+++ ОТРЫВОК +++
Итак, нам удалось разобрать несколько примеров и ситуаций из потока документооборота и социальных отношений в полицейских организациях. Изначально мы уповали на неразрывность ситуации и практики и на то, что весь социальный феномен не может поместиться в документ. Однако, в таком случае возникал вопрос, как может происходить взаимодействие с документом, если не существует никаких прямых связей между ним и референтом. Мы остановились на подходах АСТ, на рассмотрении ситуаций и этнографических описаний, в которых документы позволяют установить связи и союзы с другими акторами, а также защитить интересы и свои позиции во время конфликтов. Мы выделили следующие свойства документации как отдельного объекта:

1. Неизменяемая мобильность документа: мы можем говорить о неустойчивости интерпретаций содержания, но сам объект устойчив (persistent), и при этом его содержание не меняется при перемещениях;

2. Оптическая согласованность: имеется в виду, что определенные техники записи, зарисовки и так далее, способны обозначать смыслы, общие для многих индивидов;

3. «Кристаллизация» знания: здесь мы подразумеваем способность документов быть уликой при доказательстве того или иного утверждения даже при отсутствии референта этого знания. Посредством техники документации возможно закреплять те или иные свойства и характеристики чего-либо в виде твердого факта.

Сотрудники Полиции и «Бредовая работа»

Если взглянуть на то, что мы сейчас анализируем, как на сумму документализирующих практик в российской полиции, то можно заметить, что полного «закабаления» смысла во всех практиках не происходит, однако присутствует часть совершенно бессмысленных бумажных дел. Причем эти практики порой подрывают основную деятельность полицейских** и вынуждают их прибегать к различным неформальным техникам. Екатерина Ходжаева смогла выделить для участковых три способа справиться с «бесполезной» бумажной работой: разделение труда среди сотрудников, заполнение бумаг «для галочки» перед проверками «сверху» и создание фиктивных документов о работе участка.

Вообще, большая часть выводов исследователей Института Проблем Правоприменения направлена на лоббирование дальнейших реформ полиции, как, например, искоренения «палочной» системы. Риторика Кирилла Титаева сильно напоминает те вещи, которые старался донести в своих работах Дэвид Гребер: оба призывают к осмысленности политических реформ и пытаются выделить моменты, где работа организаций «бредова» и неэффективна [9]. Книги Гребера изобилуют сюжетами о структурных изменениях частных и государственных аппаратов, о хеджфондах, отмене золотого эквивалента доллара в США, а техники, посредством которых это все происходит, называются просто бумажной волокитой. Его рассуждения о хищнической бюрократии больше описывают причины кризиса 2008 года или чего-то подобного, чем техники документализации. Вся мысль Гребера как будто строится на противопоставлении левых и правых, но, несмотря на такую классическую бинарную оппозицию, ему удаётся заметить именно то, что нам необходимо — редукцию смысла в этой самой бумажной волоките. Тот бред, который несут в себе многие виды бумажной работы, чем-то обуславливается. Грубо говоря, эта бредовость и эта бесполезность структурны, у них есть много корней [6. С. 31-43].
+++ ПРЕДСТАВЛЕННЫЕ ДАННЫЕ +++
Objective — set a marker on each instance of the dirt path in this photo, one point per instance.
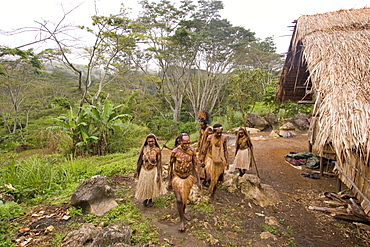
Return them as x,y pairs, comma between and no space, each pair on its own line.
231,220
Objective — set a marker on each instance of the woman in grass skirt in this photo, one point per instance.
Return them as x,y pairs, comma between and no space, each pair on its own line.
149,170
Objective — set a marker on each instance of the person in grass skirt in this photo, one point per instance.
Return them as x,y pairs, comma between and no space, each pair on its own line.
149,171
182,174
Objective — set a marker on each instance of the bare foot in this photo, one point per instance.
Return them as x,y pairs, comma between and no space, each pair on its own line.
182,227
187,217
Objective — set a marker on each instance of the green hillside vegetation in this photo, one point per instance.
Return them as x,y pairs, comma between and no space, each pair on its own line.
62,123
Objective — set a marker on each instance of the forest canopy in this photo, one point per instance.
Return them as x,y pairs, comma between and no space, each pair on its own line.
150,73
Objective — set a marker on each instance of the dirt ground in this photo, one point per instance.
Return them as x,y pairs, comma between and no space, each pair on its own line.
236,221
232,220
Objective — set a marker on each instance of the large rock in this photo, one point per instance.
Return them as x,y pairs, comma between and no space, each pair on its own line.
250,185
94,196
86,233
300,120
272,120
114,235
258,122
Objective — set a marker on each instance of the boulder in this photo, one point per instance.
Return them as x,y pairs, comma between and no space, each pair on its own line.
287,126
301,122
272,120
94,196
287,130
258,122
114,235
261,194
86,233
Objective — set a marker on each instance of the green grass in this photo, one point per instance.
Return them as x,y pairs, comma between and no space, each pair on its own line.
39,178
+++
■ ПИСЬМЕННЫЕ ЗАДАНИЯ ■
[A] Какие три способа справиться с «бесполезной» бумажной работой выделила для участковых Екатерина Ходжаева, согласно отрывку?
[B] Процитируйте из отрывка фрагмент, начиная со слов «Если взглянуть на то, что» и заканчивая словами «документов о работе участка.».

■ ПОЛНЫЕ РЕШЕНИЯ ■
[A] Разделение труда среди сотрудников, заполнение бумаг «для галочки» перед проверками «сверху» и создание фиктивных документов о работе участка.

[B]
Если взглянуть на то, что мы сейчас анализируем, как на сумму документализирующих практик в российской полиции, то можно заметить, что полного «закабаления» смысла во всех практиках не происходит, однако присутствует часть совершенно бессмысленных бумажных дел. Причем эти практики порой подрывают основную деятельность полицейских** и вынуждают их прибегать к различным неформальным техникам. Екатерина Ходжаева смогла выделить для участковых три способа справиться с «бесполезной» бумажной работой: разделение труда среди сотрудников, заполнение бумаг «для галочки» перед проверками «сверху» и создание фиктивных документов о работе участка.